==== Excerpted text ====

“IT outage” first brings to mind for many what happens when a million subscribers can’t see the Netflix movie they had in mind, or New York Times staffers are unable to update their stories for several hours. That was the emphasis of last week’s “Eliminate Outages: the engineering challenge“.
In certain industries, though, information technology (IT) is much closer to being the matter of “life and death” that’s otherwise just a cliché: when computers go off-line in air transport, chemical refineries, hospitals or utilities, lives truly are put at immediate risk.
Medical IT presents particularly dramatic cases. Patient care is an enormous business that touches nearly every household, it’s highly-decentralized and poorly standardized, it’s in the midst of upheaval as organizations lurch toward mandated electronic health record (EHR) technologies, and too many outages crippling institutions ten days (!) and occasionally more have already happened.

==== Material shown ====

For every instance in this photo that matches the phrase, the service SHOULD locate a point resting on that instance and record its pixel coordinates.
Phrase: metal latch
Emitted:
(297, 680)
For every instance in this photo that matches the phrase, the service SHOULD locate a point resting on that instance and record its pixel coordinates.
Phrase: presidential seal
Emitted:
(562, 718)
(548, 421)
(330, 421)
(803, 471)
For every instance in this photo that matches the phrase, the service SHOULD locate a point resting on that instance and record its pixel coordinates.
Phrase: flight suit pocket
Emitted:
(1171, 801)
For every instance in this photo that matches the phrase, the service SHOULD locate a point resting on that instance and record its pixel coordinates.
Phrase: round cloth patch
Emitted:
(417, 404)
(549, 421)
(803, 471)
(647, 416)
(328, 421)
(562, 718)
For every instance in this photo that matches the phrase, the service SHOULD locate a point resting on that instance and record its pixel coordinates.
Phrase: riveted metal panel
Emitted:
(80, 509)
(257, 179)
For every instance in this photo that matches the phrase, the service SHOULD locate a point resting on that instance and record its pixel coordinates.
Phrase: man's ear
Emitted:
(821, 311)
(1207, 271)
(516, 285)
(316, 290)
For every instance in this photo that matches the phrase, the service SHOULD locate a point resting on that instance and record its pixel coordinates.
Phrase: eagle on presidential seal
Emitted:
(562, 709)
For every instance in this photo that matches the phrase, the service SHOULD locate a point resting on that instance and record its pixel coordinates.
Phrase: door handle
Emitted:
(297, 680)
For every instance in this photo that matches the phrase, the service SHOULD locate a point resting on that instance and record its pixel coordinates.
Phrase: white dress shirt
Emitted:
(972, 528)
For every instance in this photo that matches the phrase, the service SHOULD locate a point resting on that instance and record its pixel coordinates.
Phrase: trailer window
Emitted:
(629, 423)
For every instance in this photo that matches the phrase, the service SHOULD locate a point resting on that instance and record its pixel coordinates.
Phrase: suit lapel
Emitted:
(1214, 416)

====

Required work →
a. Copy out everything in the IT outages text from "In certain industries, though, information" down to "at immediate risk.".
b. In the IT outages text, which industries are named as ones where lives are put at immediate risk when computers go off-line?

Expected results →
a.
In certain industries, though, information technology (IT) is much closer to being the matter of “life and death” that’s otherwise just a cliché: when computers go off-line in air transport, chemical refineries, hospitals or utilities, lives truly are put at immediate risk.

b. Air transport, chemical refineries, hospitals, and utilities.